TASK PROMPT:
Skip the images and copy each record exactly as written.

GIVEN RECORDS:
◇ ◇ ◇ ◇ ◇

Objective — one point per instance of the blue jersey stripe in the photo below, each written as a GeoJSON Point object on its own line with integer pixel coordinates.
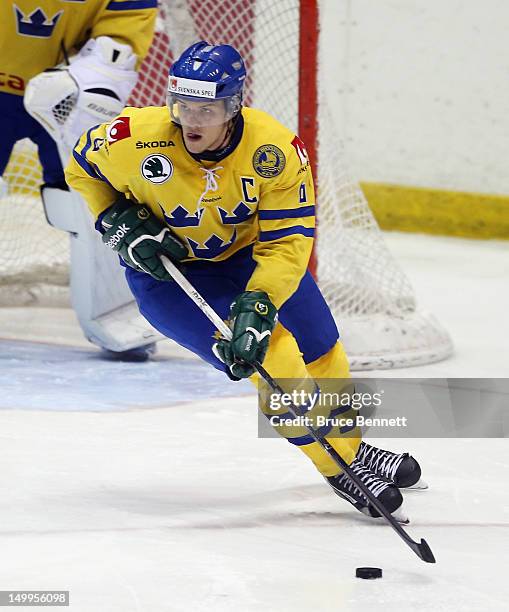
{"type": "Point", "coordinates": [131, 5]}
{"type": "Point", "coordinates": [309, 232]}
{"type": "Point", "coordinates": [289, 213]}
{"type": "Point", "coordinates": [81, 158]}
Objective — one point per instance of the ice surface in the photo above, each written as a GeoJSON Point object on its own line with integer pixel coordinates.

◇ ◇ ◇ ◇ ◇

WRITTEN ANSWER:
Objective — one point per instance of the blue jersey stripe in the photo below, each written as a GeoJSON Point object on its own line with integer pixel coordinates.
{"type": "Point", "coordinates": [131, 5]}
{"type": "Point", "coordinates": [309, 232]}
{"type": "Point", "coordinates": [289, 213]}
{"type": "Point", "coordinates": [81, 158]}
Objective — one point per instance of the ice surface in the photo above, each written as a GeoJSON Point object on its own line with integer pixel coordinates.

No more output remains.